# Yeast Nutrient For Hard Lemonade



## drfad (9/4/11)

Hi all,

I'm looking at making a varient of the 3 dog recipe in one of the threads here and it asks for yeast nutrient which my LHBS didn't have. Can I use any old packet yeast as nutrient with the Safale I intend using for this brew? 

If not, is there anything else I can use?

Cheers

Fad


----------



## felten (9/4/11)

some diammonium phosphate (DAP) would be handy, lemons probably don't have much nitrogen in them


----------



## enoch (9/4/11)

It will ferment without the nutrient it will just take longer. 
I wouldn't add extra yeast as nutrient unless it is yeast ghosts or whatever they call it that I have seen mentioned somewhere.


----------



## Wolfy (9/4/11)

I can't imagine lemons having all the nutrients required, so adding any/all yeast-food would be helpful.
You could boil up an old pack of yeast to add a range of micro-nutrients and DAP if your LHBS sells that.


----------



## going down a hill (9/4/11)

Could you use some bakers yeast that you get from the supermarket as nutrient? Or is it so different the brew yeast wouldn't recognise it as food.


----------



## Bribie G (9/4/11)

I used to make hard ginger beer using a champagne yeast and DAP, fermented out quite well. However using a dried yeast such as Nottingham and pitching both sides of a Craftbrewer repack should work well, as the dried yeasts come preloaded with all the stuff they need to get working on, dividing up rapidly then producing alcohol.


----------



## drfad (11/4/11)

Thanks for all the responses. I ran out of time so just pitched the yeast and will hope for the best! :unsure:


----------



## peterlonz (28/4/19)

Hey just saying but always have the basic ingredients handy. Yeast nutrient is a basic once you step away from brewing beer.


----------

# Activities
**a.** List every distinct username that posted in the hard lemonade thread, each listed once.
**b.** Please set down the hard lemonade thread word for word, from "Thanks for all" up to and including "from brewing beer.".

# Information given
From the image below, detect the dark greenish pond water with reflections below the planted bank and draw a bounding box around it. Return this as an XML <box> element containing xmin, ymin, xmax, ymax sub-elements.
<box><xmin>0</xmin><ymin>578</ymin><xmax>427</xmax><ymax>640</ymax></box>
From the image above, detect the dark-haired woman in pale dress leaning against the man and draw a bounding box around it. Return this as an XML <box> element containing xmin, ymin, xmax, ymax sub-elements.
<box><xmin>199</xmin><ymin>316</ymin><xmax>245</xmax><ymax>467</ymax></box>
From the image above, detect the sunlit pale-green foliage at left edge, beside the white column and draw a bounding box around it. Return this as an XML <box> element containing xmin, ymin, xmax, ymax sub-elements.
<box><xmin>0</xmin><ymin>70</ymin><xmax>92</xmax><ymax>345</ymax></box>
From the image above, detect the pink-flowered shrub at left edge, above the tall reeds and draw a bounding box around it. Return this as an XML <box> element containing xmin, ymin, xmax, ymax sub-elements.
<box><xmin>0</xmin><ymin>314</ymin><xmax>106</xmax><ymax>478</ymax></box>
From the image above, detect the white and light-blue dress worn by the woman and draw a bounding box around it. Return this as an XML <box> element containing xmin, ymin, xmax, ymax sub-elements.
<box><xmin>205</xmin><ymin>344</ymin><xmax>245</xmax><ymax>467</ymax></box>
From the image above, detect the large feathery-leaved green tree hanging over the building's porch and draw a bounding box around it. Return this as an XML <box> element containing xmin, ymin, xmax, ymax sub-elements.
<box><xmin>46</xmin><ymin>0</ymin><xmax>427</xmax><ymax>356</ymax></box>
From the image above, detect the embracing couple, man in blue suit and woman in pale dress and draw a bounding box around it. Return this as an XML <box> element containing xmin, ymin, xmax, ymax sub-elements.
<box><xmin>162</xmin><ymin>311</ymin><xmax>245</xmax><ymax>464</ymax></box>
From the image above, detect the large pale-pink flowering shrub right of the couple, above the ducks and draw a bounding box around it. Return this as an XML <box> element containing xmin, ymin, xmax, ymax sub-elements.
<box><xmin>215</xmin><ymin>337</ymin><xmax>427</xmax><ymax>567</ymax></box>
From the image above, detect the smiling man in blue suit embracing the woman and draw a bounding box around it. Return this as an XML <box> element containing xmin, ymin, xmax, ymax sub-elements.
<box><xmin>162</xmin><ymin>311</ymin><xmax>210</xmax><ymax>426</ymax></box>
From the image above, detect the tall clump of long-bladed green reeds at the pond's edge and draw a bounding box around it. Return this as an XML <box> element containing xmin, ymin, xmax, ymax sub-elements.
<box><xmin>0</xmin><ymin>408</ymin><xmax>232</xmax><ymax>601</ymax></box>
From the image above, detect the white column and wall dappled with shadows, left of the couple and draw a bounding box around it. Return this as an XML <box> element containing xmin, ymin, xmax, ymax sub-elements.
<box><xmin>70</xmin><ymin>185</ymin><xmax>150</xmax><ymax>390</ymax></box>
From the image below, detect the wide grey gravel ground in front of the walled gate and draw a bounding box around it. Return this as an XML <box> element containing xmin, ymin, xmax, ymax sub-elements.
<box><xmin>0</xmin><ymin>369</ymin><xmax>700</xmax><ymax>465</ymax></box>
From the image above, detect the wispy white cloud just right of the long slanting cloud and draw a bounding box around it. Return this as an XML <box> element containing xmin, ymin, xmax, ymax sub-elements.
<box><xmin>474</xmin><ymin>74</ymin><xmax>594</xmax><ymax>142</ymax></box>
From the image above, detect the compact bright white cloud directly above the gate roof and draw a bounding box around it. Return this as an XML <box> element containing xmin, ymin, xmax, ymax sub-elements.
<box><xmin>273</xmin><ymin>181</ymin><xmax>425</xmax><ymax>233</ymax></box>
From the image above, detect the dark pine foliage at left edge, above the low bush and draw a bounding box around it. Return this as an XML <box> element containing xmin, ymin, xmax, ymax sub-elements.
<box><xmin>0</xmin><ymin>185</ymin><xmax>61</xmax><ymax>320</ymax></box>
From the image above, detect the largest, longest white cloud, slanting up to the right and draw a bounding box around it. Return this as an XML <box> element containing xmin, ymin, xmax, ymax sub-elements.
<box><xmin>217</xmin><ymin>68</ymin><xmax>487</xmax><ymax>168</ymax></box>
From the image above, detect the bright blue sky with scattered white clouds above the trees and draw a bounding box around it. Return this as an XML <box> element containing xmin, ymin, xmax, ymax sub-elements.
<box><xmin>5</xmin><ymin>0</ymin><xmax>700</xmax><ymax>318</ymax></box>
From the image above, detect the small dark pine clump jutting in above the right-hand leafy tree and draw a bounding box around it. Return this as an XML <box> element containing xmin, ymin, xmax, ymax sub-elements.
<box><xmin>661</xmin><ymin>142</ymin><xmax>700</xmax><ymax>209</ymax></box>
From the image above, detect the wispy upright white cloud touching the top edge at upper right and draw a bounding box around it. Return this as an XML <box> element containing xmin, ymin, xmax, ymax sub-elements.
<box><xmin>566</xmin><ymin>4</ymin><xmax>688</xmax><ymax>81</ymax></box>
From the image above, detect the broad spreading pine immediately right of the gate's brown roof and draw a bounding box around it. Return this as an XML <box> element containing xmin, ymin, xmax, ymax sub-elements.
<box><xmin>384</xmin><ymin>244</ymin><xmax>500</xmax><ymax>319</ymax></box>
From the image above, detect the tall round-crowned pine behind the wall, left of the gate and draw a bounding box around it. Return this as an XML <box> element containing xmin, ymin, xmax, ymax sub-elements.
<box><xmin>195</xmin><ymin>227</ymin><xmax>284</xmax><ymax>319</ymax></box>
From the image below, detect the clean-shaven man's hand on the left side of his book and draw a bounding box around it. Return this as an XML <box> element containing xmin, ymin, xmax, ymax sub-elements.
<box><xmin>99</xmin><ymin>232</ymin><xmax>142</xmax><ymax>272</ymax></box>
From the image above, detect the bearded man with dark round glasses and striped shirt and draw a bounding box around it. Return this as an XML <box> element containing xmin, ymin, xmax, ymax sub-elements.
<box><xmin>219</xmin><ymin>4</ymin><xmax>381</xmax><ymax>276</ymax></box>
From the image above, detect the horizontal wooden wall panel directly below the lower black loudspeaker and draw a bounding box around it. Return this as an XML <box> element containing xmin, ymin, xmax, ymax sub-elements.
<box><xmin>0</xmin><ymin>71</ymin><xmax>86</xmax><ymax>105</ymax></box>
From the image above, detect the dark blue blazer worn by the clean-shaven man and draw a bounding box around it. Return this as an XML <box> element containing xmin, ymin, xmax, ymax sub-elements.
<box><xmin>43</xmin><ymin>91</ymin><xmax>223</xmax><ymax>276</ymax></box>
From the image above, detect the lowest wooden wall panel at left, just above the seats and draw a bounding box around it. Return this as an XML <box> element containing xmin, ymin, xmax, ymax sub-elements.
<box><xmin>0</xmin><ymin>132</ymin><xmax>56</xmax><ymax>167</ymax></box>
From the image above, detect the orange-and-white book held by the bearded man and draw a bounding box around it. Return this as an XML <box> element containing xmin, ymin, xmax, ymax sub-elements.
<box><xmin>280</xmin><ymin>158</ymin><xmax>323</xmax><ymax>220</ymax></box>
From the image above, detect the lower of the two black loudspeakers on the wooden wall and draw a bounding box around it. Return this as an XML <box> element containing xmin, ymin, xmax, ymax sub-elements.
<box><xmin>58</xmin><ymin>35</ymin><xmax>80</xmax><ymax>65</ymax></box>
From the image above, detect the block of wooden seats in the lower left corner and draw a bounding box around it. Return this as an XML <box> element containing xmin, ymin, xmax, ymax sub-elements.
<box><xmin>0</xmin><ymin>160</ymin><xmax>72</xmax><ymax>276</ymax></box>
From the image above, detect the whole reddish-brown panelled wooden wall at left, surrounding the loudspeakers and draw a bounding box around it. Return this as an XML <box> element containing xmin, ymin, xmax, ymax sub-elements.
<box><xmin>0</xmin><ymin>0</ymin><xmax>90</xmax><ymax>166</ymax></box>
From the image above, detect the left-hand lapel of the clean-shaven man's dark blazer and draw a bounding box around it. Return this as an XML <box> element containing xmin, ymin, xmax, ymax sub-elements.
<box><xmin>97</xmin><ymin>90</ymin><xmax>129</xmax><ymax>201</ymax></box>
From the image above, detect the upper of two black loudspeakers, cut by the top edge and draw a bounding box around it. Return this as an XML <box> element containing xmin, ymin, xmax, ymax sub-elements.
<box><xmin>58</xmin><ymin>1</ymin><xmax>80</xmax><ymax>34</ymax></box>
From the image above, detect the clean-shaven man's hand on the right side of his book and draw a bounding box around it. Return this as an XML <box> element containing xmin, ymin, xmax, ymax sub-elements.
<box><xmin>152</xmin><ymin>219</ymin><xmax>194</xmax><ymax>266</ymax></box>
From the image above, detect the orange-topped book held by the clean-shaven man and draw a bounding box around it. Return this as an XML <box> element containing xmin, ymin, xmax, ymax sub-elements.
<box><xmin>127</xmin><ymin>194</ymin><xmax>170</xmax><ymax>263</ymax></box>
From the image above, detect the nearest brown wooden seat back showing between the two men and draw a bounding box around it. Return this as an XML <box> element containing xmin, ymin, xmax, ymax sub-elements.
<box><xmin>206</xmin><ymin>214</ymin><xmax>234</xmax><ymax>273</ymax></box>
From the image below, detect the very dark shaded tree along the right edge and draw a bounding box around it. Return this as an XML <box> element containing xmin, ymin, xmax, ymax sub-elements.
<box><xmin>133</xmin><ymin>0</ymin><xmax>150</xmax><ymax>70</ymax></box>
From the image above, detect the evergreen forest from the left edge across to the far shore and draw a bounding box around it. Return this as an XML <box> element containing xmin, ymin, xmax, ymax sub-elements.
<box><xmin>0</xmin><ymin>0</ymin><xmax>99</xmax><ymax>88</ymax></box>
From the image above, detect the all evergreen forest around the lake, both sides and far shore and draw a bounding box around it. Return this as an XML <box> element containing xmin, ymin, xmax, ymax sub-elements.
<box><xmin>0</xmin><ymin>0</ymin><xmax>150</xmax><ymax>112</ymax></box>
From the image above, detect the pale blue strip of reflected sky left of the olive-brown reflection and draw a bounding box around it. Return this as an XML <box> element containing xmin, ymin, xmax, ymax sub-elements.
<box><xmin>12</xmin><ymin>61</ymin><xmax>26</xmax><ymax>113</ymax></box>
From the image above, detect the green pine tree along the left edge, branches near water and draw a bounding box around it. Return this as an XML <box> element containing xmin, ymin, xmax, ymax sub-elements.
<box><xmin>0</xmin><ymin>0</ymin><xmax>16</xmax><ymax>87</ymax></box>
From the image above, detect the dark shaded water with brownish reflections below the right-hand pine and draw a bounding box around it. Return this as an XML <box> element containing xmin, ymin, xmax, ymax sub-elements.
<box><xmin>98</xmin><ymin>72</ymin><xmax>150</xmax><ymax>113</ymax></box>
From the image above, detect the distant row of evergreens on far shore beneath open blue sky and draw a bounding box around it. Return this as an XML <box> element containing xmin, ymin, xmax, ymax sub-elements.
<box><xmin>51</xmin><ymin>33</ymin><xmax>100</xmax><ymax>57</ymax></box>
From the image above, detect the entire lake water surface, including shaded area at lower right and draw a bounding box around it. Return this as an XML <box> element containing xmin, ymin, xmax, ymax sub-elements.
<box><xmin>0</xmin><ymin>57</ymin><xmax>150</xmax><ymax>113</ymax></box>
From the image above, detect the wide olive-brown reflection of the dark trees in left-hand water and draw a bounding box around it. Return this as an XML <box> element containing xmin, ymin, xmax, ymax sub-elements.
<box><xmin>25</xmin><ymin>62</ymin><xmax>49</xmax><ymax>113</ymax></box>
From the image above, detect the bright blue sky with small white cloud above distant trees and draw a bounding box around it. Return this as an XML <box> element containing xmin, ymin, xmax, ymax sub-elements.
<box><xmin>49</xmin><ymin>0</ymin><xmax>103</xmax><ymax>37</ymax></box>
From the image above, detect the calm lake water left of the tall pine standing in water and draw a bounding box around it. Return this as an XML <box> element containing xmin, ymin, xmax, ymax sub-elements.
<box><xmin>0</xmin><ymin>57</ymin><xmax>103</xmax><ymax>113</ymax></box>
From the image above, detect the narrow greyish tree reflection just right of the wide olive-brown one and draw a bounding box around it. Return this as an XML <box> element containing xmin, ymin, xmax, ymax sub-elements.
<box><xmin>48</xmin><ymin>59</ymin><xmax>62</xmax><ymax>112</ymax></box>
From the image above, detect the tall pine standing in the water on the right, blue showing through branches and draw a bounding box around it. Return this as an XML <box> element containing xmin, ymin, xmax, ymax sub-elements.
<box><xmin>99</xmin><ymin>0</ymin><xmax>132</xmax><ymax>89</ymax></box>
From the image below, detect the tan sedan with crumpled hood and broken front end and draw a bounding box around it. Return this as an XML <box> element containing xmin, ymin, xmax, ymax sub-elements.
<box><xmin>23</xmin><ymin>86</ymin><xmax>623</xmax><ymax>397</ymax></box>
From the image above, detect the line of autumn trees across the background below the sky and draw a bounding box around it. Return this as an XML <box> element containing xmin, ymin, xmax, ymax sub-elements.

# Exercise responses
**a.**
drfad
felten
enoch
Wolfy
going down a hill
Bribie G
peterlonz

**b.**
Thanks for all the responses. I ran out of time so just pitched the yeast and will hope for the best! :unsure:


----------



## peterlonz (28/4/19)

Hey just saying but always have the basic ingredients handy. Yeast nutrient is a basic once you step away from brewing beer.